Part of a data file:
>> START
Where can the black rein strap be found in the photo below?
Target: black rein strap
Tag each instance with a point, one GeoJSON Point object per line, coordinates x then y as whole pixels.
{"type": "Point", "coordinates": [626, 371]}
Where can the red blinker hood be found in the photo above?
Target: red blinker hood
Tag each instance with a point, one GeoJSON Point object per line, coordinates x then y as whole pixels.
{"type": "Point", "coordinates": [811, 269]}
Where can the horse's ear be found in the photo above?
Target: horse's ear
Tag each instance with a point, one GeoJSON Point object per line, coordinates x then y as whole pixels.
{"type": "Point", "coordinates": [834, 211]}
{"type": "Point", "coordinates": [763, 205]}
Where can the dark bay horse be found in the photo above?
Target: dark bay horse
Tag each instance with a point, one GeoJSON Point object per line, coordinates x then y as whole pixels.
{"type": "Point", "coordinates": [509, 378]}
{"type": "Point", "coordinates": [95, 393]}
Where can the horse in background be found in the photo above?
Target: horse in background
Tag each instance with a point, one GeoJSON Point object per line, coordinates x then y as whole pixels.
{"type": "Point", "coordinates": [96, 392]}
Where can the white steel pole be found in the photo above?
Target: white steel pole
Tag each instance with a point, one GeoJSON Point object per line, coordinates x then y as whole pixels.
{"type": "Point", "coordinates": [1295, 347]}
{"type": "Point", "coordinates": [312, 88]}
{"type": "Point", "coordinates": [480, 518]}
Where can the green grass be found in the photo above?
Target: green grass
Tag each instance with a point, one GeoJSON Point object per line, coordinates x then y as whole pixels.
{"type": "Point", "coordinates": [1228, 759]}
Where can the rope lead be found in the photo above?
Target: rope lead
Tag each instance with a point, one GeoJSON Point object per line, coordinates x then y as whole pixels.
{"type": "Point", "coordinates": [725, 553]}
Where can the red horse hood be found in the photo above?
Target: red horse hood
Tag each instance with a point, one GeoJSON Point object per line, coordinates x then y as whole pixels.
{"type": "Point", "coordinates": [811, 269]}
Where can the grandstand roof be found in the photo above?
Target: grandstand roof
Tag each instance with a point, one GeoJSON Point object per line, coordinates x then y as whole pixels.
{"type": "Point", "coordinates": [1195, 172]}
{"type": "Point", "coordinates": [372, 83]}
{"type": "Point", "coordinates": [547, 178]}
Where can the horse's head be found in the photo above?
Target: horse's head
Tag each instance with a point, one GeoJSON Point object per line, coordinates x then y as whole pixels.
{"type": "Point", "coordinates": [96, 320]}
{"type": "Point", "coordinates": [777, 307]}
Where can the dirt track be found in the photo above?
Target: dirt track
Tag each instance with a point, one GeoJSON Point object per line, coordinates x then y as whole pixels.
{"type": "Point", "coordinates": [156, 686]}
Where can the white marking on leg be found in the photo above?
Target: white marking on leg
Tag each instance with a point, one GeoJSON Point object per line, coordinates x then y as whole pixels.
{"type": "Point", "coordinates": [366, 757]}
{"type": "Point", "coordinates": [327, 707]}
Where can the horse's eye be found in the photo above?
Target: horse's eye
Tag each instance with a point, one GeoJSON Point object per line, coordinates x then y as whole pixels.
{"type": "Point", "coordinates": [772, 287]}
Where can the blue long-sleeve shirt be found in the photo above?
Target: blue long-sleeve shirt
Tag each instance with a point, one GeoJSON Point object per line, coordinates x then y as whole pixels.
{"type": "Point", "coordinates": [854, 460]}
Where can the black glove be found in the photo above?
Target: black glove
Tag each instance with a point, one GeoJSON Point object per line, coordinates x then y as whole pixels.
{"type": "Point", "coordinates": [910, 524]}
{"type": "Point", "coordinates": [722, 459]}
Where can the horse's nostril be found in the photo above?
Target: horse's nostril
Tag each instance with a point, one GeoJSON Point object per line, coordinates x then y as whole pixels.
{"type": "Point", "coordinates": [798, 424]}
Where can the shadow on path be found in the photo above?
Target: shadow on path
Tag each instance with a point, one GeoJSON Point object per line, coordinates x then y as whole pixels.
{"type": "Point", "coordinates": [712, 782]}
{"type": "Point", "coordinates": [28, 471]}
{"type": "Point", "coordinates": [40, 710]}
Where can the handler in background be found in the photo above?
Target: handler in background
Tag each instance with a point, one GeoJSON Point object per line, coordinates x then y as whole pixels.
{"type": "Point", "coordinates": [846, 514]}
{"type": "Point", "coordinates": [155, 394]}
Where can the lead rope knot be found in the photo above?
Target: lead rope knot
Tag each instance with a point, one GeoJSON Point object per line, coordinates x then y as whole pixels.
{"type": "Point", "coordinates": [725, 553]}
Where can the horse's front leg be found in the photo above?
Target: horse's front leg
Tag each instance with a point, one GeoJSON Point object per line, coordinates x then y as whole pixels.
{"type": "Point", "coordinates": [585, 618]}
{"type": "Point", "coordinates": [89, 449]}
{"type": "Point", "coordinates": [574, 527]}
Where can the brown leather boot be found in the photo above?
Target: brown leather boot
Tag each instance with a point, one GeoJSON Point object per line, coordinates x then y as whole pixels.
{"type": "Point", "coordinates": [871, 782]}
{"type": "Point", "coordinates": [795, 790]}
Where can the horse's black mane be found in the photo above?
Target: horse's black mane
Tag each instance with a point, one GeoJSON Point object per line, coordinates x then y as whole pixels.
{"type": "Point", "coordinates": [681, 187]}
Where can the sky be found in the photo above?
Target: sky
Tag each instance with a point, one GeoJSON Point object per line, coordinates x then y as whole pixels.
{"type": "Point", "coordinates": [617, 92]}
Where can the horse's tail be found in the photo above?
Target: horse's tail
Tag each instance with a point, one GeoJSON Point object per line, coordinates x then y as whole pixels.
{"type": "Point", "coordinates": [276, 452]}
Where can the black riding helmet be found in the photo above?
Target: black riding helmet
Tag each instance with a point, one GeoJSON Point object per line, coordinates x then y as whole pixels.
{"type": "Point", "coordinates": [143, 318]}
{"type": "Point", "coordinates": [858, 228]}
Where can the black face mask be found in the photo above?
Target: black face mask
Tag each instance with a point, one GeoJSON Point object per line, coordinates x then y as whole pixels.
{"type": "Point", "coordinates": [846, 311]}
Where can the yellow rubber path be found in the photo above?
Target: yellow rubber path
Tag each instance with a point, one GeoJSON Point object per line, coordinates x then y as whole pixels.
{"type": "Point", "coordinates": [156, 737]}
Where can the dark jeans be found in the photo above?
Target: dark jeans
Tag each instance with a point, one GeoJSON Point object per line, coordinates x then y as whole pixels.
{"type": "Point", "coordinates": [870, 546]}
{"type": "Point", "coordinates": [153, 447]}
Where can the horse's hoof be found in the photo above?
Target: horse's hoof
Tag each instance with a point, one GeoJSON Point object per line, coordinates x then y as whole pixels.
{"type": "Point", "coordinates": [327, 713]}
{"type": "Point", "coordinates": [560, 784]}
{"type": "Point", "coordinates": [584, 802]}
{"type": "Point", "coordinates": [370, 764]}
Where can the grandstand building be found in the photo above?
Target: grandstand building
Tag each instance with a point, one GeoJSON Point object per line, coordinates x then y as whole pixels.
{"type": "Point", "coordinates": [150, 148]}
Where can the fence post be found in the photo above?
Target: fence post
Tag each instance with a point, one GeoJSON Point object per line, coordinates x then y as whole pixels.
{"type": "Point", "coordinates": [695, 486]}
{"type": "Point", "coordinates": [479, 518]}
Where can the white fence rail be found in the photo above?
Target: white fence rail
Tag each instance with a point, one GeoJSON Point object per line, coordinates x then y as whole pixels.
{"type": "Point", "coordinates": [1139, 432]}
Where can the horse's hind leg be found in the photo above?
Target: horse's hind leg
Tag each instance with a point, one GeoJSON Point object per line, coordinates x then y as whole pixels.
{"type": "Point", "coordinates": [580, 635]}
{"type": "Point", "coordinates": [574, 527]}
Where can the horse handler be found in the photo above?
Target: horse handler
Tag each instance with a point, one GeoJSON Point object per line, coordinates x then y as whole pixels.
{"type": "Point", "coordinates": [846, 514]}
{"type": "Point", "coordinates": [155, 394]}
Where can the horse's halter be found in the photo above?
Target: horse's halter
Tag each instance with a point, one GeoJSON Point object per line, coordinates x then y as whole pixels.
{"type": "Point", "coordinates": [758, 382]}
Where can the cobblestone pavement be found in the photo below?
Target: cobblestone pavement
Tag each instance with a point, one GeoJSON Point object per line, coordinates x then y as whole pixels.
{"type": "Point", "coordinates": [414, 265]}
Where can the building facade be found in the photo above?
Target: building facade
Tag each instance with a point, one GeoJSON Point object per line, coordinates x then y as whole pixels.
>> END
_DIRECTIONS FOR THIS TASK_. Exactly reproduce the lines from the one containing "Where can the grandstand building" through the end of the records, and only those lines.

_ANSWER IN FULL_.
Where can the grandstand building be found in the photo above?
Target: grandstand building
Tag each instance with a point, one GeoJSON Point object per line, coordinates x then y as whole pixels.
{"type": "Point", "coordinates": [150, 148]}
Where can the fence post be found in the photo above?
Target: fence post
Tag each instance with a point, one GeoJSON Point object per line, coordinates x then y as whole pixels.
{"type": "Point", "coordinates": [695, 486]}
{"type": "Point", "coordinates": [479, 518]}
Where can the white fence rail be found in the photo above?
Target: white fence rail
Tag each instance with a point, one GeoJSON Point object per line, coordinates x then y as whole pixels.
{"type": "Point", "coordinates": [1139, 432]}
Where can the horse's hind leg be found in the photo above?
Target: horse's hind leg
Tag each instance with a point, one GeoJSON Point object per line, coordinates x then y as whole pixels.
{"type": "Point", "coordinates": [580, 635]}
{"type": "Point", "coordinates": [574, 527]}
Where can the horse handler be found in the photo above?
Target: horse handler
Tag each instance with a point, one GeoJSON Point object per line, coordinates x then y as whole pixels.
{"type": "Point", "coordinates": [846, 514]}
{"type": "Point", "coordinates": [155, 394]}
Where can the horse's halter be found in the photo above?
Target: horse's halter
Tag each instance with a point, one GeoJSON Point object per line, coordinates x then y as whole pixels.
{"type": "Point", "coordinates": [758, 382]}
Where can the cobblestone pavement be found in the photo below?
Target: cobblestone pavement
Tag each instance with a point, one GeoJSON Point object per line, coordinates x then y as whole pixels.
{"type": "Point", "coordinates": [414, 265]}
Where can the building facade be found in the photo above?
Target: building facade
Tag each instance with a point, one GeoJSON Point object per line, coordinates x then y as whole pixels.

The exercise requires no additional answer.